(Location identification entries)
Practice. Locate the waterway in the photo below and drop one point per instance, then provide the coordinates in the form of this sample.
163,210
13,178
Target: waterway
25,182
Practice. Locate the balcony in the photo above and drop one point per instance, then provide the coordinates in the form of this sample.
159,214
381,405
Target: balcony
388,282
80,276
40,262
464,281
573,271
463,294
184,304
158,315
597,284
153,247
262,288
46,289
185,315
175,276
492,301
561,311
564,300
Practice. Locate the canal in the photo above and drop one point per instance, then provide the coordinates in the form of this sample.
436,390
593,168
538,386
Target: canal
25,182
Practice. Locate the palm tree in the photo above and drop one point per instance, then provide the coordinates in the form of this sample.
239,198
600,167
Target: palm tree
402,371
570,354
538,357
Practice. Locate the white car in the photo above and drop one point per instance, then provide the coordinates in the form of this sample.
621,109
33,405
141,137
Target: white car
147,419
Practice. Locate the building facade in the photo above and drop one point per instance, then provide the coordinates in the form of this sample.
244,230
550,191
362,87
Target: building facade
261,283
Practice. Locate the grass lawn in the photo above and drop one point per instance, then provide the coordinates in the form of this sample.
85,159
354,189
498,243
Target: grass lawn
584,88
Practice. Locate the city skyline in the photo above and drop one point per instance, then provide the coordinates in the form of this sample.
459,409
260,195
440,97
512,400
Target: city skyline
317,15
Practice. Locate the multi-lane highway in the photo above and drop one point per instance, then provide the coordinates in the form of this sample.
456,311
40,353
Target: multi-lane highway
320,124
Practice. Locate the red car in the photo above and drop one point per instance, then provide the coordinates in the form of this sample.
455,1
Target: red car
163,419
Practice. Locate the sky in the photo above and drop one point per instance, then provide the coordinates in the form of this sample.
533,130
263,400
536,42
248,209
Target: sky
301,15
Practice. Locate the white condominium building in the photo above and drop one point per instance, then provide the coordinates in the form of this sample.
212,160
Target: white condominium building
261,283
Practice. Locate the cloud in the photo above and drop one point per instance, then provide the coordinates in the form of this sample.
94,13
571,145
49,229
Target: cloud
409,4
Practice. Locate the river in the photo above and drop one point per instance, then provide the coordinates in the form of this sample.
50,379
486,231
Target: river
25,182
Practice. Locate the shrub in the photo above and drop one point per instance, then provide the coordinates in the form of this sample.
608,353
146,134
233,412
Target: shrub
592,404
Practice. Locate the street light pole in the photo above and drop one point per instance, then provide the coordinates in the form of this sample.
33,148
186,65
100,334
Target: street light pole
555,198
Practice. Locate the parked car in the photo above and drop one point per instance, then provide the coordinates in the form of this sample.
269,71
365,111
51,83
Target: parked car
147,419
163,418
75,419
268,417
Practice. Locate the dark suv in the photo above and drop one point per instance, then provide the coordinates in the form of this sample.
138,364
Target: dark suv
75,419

* GIVEN EXERCISE
Transcribe the material above in its entirety. Match it exactly.

* COMPLETE ANSWER
Practice. Locate the waterway in the photo below and drop one point per instance, then provide the coordinates in the form of this sample.
163,210
13,178
Target: waterway
25,182
Practice. Locate the balcony in the photo above and drop one point per instance, then provide the coordinates in the form of this sample.
159,214
381,405
Target: balcony
388,282
80,276
40,262
464,281
573,271
463,294
184,304
158,315
597,284
153,247
262,288
46,289
185,315
175,276
492,301
561,311
564,300
Practice. Locate the canal in the photo above and drop one point per instance, then provide the coordinates in the form of this sample.
436,390
593,168
538,386
Target: canal
25,182
Practice. Locate the palm tree in the photo above and drop one point per instance, then provide the coordinates in the form of this sample.
239,198
600,167
Target: palm tree
402,371
570,354
538,357
Practice. Locate the white car in the photo above and drop one point per instance, then provide the coordinates in the form of this sample.
621,109
33,405
141,137
Target: white car
147,419
Practice. Locate the building facade in the photo above and drop one point per instance, then provide the coordinates in the form of this sample.
244,230
550,191
362,87
Target: building facade
261,283
Practice. Locate the grass lawn in the photo above and drop one point per instance, then provide the coordinates in the form of this sample.
85,159
354,189
498,243
Target: grass lawn
584,88
Practice. Locate the city skyline in the photo above and drop one point per instance, then provide the coordinates in the form of this sample.
459,409
260,195
440,97
512,400
Target: city skyline
317,15
Practice. Locate the multi-lane highway in the photo above and drop one point per instance, then provide the coordinates in the form of this sample.
456,311
40,353
Target: multi-lane highway
320,124
Practice. Locate the red car in the photo above and drop one point per instance, then provide the coordinates in the form of this sample.
455,1
Target: red car
163,419
Practice. Locate the sky in the photo above and drop one point per instance, then provide the coordinates in the form of this sample.
533,130
263,400
536,42
248,209
Target: sky
301,15
Practice. Locate the white condominium building in the photo above and drop one point per instance, then provide the coordinates in the form of this sample.
212,160
Target: white condominium building
261,283
Practice. Locate the cloud in the photo above and drop one point per instance, then provide the coordinates in the form of this sample.
94,13
571,145
49,229
Target: cloud
409,4
Practice. Locate the river in the photo above and drop one point per instance, then provide the coordinates in the form of this sample.
50,379
486,231
Target: river
25,182
Practice. Locate the shrub in the photo above and drop one point per instance, then provide the coordinates in the form of this sample.
608,353
146,134
233,412
Target: shrub
592,404
Practice. Locate the street light pole in the photo above and drop one point per instance, then provide the coordinates in the form of this sample.
33,148
186,65
100,334
Target: street light pole
555,198
Practice. Locate the parked car in the photo above and drop one point per instance, then provide the coordinates in the form of this sample.
269,71
365,111
51,83
Target: parked car
147,419
163,418
75,419
268,417
Practice. Locate the dark suv in the photo above and drop one point per instance, then provide the coordinates in the form of this sample.
138,364
Target: dark suv
75,419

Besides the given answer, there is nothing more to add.